Point placement records

------------------------------

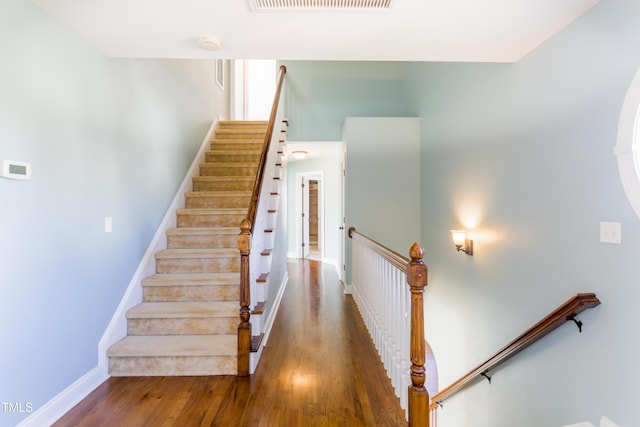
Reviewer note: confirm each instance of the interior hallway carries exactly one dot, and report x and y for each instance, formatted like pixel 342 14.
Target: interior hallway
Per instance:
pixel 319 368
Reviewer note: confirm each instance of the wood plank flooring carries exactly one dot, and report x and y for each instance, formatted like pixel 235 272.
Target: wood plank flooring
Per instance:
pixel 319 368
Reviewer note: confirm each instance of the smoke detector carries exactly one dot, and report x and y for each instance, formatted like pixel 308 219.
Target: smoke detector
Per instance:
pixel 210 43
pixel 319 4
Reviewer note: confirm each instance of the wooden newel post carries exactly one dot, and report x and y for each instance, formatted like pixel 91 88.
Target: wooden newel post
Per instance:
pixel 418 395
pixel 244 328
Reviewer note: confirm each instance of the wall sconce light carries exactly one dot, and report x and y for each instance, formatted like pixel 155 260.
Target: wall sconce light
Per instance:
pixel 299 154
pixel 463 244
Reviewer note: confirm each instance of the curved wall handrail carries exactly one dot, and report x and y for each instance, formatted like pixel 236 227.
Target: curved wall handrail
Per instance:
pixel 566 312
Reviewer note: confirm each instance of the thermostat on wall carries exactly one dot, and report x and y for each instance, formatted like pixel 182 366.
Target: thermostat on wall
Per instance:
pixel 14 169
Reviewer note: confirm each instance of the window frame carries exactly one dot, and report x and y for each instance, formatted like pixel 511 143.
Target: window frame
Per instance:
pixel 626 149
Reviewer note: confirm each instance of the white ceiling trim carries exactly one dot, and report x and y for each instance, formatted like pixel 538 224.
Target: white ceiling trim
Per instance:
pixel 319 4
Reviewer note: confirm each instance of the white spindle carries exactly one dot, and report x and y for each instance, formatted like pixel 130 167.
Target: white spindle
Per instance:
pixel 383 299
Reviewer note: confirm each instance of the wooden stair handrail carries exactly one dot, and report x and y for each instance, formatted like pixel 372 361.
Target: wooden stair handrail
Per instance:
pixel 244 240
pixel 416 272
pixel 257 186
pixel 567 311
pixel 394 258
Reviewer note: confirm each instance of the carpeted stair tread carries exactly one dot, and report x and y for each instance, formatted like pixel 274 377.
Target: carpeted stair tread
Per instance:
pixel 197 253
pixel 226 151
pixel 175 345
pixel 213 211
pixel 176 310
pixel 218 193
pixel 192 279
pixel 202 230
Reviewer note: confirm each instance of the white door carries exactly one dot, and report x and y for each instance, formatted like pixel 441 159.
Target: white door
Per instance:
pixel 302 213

------------------------------

Task brief: Copy out the lines of the material above without any change, beginning at the line that contains "Reviewer note: confirm each instance of the wall" and stopping after the line that contains "pixel 626 149". Include both of those lines.

Correct response:
Reviewer note: confirm each instance of the wall sconce light carries exactly one dot, and report x and y for each instance, formatted like pixel 155 260.
Target: wall sconce light
Per instance:
pixel 299 154
pixel 463 244
Reviewer note: confirm each instance of the curved wall handrail carries exactly one dot, and report x and y for each instance, formatted like pixel 236 227.
Target: curved wall handrail
Per instance:
pixel 566 312
Reviewer note: confirm each instance of the thermostat on wall carries exactly one dot, and report x and y for each instance, formatted like pixel 182 366.
Target: thermostat on wall
Per instance:
pixel 14 169
Reviewer note: confirm each instance of the window frame carries exactly one dot, and report x and y for each instance, formatted like pixel 511 143.
Target: window frame
Per instance:
pixel 626 149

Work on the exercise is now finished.